Type out every entry again, character for character.

..............................

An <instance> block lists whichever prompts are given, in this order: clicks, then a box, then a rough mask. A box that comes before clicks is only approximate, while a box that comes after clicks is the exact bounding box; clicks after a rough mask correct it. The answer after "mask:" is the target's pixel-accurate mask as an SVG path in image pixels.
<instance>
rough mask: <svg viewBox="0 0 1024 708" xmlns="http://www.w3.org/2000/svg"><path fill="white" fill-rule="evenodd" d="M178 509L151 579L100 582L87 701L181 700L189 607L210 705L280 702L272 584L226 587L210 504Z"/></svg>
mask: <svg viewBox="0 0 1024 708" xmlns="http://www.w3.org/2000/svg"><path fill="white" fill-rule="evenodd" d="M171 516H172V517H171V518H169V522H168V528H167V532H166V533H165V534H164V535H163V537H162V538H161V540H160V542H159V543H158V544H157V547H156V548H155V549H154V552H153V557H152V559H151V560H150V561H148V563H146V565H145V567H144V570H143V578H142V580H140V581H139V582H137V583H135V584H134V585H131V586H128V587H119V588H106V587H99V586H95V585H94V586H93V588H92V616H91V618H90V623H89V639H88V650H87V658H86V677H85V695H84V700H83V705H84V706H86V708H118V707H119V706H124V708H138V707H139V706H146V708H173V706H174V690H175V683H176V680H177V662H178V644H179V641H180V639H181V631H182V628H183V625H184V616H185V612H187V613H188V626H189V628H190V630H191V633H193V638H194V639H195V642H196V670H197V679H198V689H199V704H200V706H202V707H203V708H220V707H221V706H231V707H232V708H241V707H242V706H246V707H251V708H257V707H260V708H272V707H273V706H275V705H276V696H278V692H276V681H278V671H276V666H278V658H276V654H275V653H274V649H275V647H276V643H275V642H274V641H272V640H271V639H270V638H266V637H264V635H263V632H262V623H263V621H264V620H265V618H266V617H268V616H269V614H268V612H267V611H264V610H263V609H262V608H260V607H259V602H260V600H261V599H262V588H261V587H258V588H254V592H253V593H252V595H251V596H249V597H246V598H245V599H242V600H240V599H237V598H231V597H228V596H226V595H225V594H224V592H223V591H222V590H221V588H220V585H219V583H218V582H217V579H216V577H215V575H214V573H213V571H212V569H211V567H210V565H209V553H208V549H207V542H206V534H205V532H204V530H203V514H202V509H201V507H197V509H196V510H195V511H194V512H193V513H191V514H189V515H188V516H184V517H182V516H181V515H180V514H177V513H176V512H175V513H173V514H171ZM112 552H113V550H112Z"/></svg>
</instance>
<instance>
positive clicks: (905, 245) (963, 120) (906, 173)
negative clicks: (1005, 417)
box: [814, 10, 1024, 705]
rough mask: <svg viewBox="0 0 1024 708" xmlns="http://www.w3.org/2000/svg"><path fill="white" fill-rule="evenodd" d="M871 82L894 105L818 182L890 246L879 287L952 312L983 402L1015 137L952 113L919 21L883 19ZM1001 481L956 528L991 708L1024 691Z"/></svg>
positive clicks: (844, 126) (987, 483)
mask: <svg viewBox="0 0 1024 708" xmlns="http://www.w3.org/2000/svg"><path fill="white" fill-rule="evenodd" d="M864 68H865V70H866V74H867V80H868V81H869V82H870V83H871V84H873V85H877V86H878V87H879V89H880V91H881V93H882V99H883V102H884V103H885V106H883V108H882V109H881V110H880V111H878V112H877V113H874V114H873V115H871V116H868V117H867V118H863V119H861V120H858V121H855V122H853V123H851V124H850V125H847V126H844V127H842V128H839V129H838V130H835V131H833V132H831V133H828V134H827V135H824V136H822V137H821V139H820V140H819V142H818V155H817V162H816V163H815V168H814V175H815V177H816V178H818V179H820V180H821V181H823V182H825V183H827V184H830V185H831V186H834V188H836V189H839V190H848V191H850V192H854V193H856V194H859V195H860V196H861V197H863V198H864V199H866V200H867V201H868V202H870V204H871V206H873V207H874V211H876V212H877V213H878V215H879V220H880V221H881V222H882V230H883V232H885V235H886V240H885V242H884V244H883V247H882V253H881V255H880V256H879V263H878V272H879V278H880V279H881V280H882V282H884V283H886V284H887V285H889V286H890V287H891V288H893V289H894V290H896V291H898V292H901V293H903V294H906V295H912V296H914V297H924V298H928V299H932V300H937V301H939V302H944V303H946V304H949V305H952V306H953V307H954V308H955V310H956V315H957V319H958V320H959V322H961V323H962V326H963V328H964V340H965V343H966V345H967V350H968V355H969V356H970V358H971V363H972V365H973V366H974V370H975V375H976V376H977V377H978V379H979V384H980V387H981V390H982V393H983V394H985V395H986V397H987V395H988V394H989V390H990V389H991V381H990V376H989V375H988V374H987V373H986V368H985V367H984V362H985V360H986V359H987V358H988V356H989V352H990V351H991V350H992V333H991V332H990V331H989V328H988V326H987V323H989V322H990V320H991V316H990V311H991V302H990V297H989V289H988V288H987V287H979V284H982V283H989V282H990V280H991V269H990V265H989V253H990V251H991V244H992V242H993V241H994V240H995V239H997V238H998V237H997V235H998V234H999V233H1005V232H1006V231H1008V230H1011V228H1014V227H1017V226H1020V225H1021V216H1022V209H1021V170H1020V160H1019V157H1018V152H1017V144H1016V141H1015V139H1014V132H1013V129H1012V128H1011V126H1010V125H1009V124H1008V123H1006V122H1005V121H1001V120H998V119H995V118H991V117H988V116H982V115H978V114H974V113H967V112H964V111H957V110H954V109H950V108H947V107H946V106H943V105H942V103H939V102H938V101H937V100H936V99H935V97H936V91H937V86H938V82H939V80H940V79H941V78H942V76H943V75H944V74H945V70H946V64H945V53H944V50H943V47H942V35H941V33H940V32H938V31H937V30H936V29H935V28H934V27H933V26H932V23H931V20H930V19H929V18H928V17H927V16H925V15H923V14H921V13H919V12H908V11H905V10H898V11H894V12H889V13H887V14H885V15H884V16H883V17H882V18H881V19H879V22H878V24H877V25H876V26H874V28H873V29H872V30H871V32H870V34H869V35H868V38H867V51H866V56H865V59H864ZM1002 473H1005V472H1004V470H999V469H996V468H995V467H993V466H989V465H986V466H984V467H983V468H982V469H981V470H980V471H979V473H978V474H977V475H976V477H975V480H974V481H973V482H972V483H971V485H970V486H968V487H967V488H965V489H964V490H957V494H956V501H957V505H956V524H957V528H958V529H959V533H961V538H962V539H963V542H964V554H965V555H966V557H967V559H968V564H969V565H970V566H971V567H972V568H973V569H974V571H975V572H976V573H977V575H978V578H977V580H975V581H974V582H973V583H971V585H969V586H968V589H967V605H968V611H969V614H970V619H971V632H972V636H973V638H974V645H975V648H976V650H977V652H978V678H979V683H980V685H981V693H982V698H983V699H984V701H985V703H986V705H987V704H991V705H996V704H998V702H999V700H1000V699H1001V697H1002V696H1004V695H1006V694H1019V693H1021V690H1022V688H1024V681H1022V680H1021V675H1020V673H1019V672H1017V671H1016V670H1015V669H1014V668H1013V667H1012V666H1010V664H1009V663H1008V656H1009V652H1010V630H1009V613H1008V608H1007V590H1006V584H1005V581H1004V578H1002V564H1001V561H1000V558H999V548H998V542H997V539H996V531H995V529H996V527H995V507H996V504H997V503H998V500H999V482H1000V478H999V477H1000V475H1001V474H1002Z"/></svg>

..............................

Answer to this task:
An <instance> block lists whichever prompts are given, in this order: clicks, then a box, then a rough mask. A box that comes before clicks is only approximate, while a box that comes after clicks is the exact bounding box; clicks after a rough mask correct it. The answer after "mask:" is the target's pixel-accurate mask as an SVG path in image pixels.
<instance>
rough mask: <svg viewBox="0 0 1024 708" xmlns="http://www.w3.org/2000/svg"><path fill="white" fill-rule="evenodd" d="M178 509L151 579L100 582L87 701L181 700L189 607L210 705L280 702L272 584L226 587L210 504Z"/></svg>
mask: <svg viewBox="0 0 1024 708" xmlns="http://www.w3.org/2000/svg"><path fill="white" fill-rule="evenodd" d="M171 516H172V517H171V518H169V522H168V528H167V532H166V533H165V534H164V535H163V537H162V538H161V540H160V542H159V543H158V544H157V547H156V548H155V549H154V552H153V557H152V559H151V560H150V561H148V563H146V565H145V567H144V570H143V578H142V580H140V581H139V582H137V583H135V584H134V585H131V586H128V587H119V588H106V587H99V586H95V585H94V586H93V588H92V616H91V618H90V623H89V639H88V650H87V658H86V677H85V695H84V700H83V705H84V706H86V708H118V707H119V706H124V708H138V707H139V706H146V708H173V706H174V690H175V683H176V680H177V662H178V644H179V641H180V639H181V631H182V628H183V625H184V616H185V612H187V613H188V626H189V628H190V630H191V633H193V638H194V639H195V642H196V670H197V679H198V689H199V704H200V706H202V707H203V708H220V707H221V706H231V707H232V708H241V707H242V706H246V707H251V708H257V707H260V708H272V707H273V706H275V705H276V696H278V692H276V681H278V671H276V666H278V658H276V654H275V653H274V649H275V647H276V643H275V642H274V641H272V640H271V639H270V638H266V637H264V635H263V632H262V623H263V621H264V620H265V618H266V617H268V616H269V614H268V612H267V611H264V610H263V609H262V608H260V607H259V602H260V600H261V599H262V588H261V587H258V588H254V592H253V593H252V595H251V596H249V597H246V598H245V599H242V600H240V599H237V598H231V597H228V596H226V595H225V594H224V592H223V591H222V590H221V588H220V585H219V583H218V582H217V579H216V577H215V575H214V573H213V571H212V569H211V567H210V565H209V553H208V549H207V542H206V534H205V532H204V530H203V514H202V509H201V507H197V509H196V510H195V511H194V512H193V513H191V514H189V515H188V516H184V517H182V516H181V515H180V514H177V513H176V512H175V513H173V514H171ZM112 552H113V550H112Z"/></svg>
</instance>
<instance>
positive clicks: (905, 245) (963, 120) (906, 173)
negative clicks: (1005, 417)
box: [814, 10, 1024, 705]
rough mask: <svg viewBox="0 0 1024 708" xmlns="http://www.w3.org/2000/svg"><path fill="white" fill-rule="evenodd" d="M871 82L894 105L818 182L890 246L879 287L952 312L983 402L1015 137L952 113L919 21L883 19ZM1001 481L956 528L991 708L1024 691Z"/></svg>
positive clicks: (844, 126) (987, 483)
mask: <svg viewBox="0 0 1024 708" xmlns="http://www.w3.org/2000/svg"><path fill="white" fill-rule="evenodd" d="M864 68H865V70H866V74H867V80H868V81H869V82H870V83H871V84H873V85H877V86H878V87H879V89H880V91H881V93H882V99H883V102H884V103H885V106H883V108H882V109H881V110H880V111H878V112H877V113H874V114H873V115H871V116H868V117H867V118H863V119H861V120H858V121H855V122H853V123H851V124H850V125H847V126H844V127H842V128H839V129H838V130H835V131H833V132H831V133H828V134H827V135H824V136H822V137H821V139H820V140H819V142H818V155H817V162H816V163H815V168H814V175H815V177H816V178H818V179H820V180H821V181H823V182H825V183H827V184H830V185H831V186H834V188H836V189H839V190H848V191H850V192H854V193H856V194H859V195H860V196H861V197H863V198H864V199H866V200H867V201H868V202H870V204H871V206H873V207H874V211H876V212H877V213H878V215H879V220H880V221H881V222H882V230H883V232H885V235H886V240H885V242H884V244H883V247H882V253H881V255H880V256H879V263H878V272H879V278H880V279H881V280H882V282H884V283H886V284H887V285H889V286H890V287H891V288H893V289H894V290H896V291H898V292H901V293H903V294H906V295H912V296H914V297H924V298H928V299H932V300H937V301H939V302H944V303H946V304H949V305H952V306H953V307H954V308H955V310H956V315H957V319H958V320H959V322H961V323H962V326H963V328H964V340H965V343H966V345H967V350H968V355H969V356H970V358H971V363H972V365H973V366H974V370H975V375H976V376H977V377H978V379H979V384H980V387H981V390H982V393H983V394H985V395H986V397H987V395H988V394H989V390H990V389H991V381H990V376H989V375H988V374H987V373H986V368H985V367H984V362H985V360H986V359H987V358H988V356H989V352H990V351H991V350H992V333H991V332H990V331H989V328H988V326H987V323H989V322H990V320H991V316H990V311H991V302H990V297H989V289H988V288H987V287H979V284H982V283H989V282H990V280H991V269H990V265H989V253H990V251H991V244H992V242H993V241H994V240H995V239H997V238H998V237H997V235H998V234H999V233H1005V232H1006V231H1008V230H1011V228H1014V227H1017V226H1020V225H1021V216H1022V209H1021V170H1020V160H1019V157H1018V152H1017V144H1016V141H1015V139H1014V132H1013V129H1012V128H1011V126H1010V125H1009V124H1008V123H1006V122H1005V121H1001V120H998V119H995V118H991V117H988V116H982V115H978V114H974V113H967V112H964V111H957V110H954V109H950V108H947V107H946V106H943V105H942V103H939V102H938V101H937V100H936V99H935V97H936V91H937V86H938V82H939V80H940V79H941V78H942V76H943V75H944V74H945V70H946V64H945V53H944V50H943V47H942V35H941V33H940V32H938V31H937V30H936V29H935V28H934V27H933V26H932V23H931V20H930V19H929V18H928V17H927V16H925V15H923V14H921V13H919V12H908V11H905V10H898V11H894V12H889V13H887V14H885V15H884V16H883V17H882V18H881V19H879V22H878V24H877V25H876V26H874V28H873V29H872V30H871V32H870V34H869V35H868V38H867V51H866V56H865V59H864ZM1002 473H1005V472H1004V470H999V469H996V468H995V467H993V466H989V465H986V466H984V467H983V468H982V469H981V470H980V471H979V473H978V474H977V475H976V477H975V480H974V481H973V482H972V483H971V485H970V486H968V487H967V488H965V489H964V490H957V494H956V501H957V505H956V524H957V528H958V529H959V533H961V538H962V539H963V542H964V554H965V555H966V557H967V559H968V564H969V565H970V566H971V567H972V568H973V569H974V571H975V572H976V573H977V575H978V578H977V580H975V581H974V582H973V583H971V585H969V586H968V589H967V605H968V611H969V614H970V619H971V632H972V636H973V638H974V645H975V648H976V650H977V652H978V678H979V683H980V685H981V693H982V698H983V699H984V701H985V703H986V705H987V704H991V705H996V704H998V702H999V700H1000V699H1001V697H1002V696H1004V695H1006V694H1019V693H1021V690H1022V688H1024V681H1022V680H1021V675H1020V673H1019V672H1017V671H1016V670H1015V669H1014V668H1013V667H1012V666H1010V664H1009V663H1008V656H1009V652H1010V630H1009V613H1008V608H1007V590H1006V584H1005V581H1004V578H1002V564H1001V561H1000V558H999V548H998V542H997V539H996V531H995V529H996V527H995V507H996V504H997V503H998V500H999V482H1000V478H999V477H1000V475H1001V474H1002Z"/></svg>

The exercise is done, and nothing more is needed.